* [OBJECTIVE] Reproduce the material below in full, swapping every "annotation task" for "labeling project" and leaving everything else unchanged.

# Start of RECORD EXTRACTS

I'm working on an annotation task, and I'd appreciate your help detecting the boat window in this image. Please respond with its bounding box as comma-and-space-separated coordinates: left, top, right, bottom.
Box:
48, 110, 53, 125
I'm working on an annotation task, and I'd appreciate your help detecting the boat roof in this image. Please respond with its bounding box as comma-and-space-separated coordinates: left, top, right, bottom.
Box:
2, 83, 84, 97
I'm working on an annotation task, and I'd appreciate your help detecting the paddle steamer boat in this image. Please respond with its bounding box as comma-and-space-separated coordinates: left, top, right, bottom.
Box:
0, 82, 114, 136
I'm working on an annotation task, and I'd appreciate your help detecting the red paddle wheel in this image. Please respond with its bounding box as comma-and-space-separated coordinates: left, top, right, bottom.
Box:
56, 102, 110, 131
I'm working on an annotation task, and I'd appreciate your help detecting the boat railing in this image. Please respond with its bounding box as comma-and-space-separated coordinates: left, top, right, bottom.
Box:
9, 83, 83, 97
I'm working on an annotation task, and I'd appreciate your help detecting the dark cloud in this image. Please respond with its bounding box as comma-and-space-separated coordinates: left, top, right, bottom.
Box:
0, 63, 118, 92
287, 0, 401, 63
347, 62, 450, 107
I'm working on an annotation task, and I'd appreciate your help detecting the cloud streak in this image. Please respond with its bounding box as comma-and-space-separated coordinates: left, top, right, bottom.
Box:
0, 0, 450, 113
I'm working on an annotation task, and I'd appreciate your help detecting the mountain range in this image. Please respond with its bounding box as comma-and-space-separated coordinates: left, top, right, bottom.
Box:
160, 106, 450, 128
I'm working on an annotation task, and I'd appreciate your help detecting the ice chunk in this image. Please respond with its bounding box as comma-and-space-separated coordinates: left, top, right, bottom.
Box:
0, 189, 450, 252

# End of RECORD EXTRACTS

* [EXPECTED ANSWER]
I'm working on an labeling project, and I'd appreciate your help detecting the boat window in this image. Please respond with its bounding box as comma-and-space-separated coordinates: left, top, right, bottom.
Box:
48, 110, 53, 125
I'm working on an labeling project, and I'd appreciate your help detecting the boat roof in this image. Please respond with its bounding box as comma-and-space-separated coordinates: left, top, right, bottom.
Box:
2, 83, 84, 97
I'm working on an labeling project, and I'd appreciate your help detecting the paddle steamer boat in this image. Please respond with its bounding box as comma-and-space-separated coordinates: left, top, right, bottom.
Box:
0, 82, 114, 136
I'm working on an labeling project, and I'd appreciate your help detecting the red paddle wheel in this image. Please respond with its bounding box as comma-and-space-separated coordinates: left, top, right, bottom.
Box:
56, 102, 110, 131
I'm working on an labeling project, and I'd appreciate your help detecting the boat railing in this image. Please respond with its bounding box as comma-and-space-separated coordinates: left, top, right, bottom.
Box:
9, 83, 83, 97
I'm working on an labeling project, and I'd appreciate your help detecting the dark cloud in this image. Please respond with its bounding box as comma-and-space-separated coordinates: left, top, right, bottom.
Box:
0, 63, 118, 92
287, 0, 401, 63
347, 62, 450, 107
I'm working on an labeling project, and I'd appreciate your help detecting the cloud streak in this image. Please respond with its bounding box as comma-and-space-separated coordinates: left, top, right, bottom.
Box:
0, 0, 450, 113
I'm working on an labeling project, and I'd appreciate your help detecting the mountain range in this image. Please respond with its bounding box as comma-and-space-separated coordinates: left, top, right, bottom.
Box:
160, 106, 450, 128
I'm working on an labeling project, and I'd appreciate your help detecting the ice chunk in this image. Please respond with its bounding box as comma-and-space-separated coordinates: left, top, right, bottom.
Box:
0, 189, 450, 252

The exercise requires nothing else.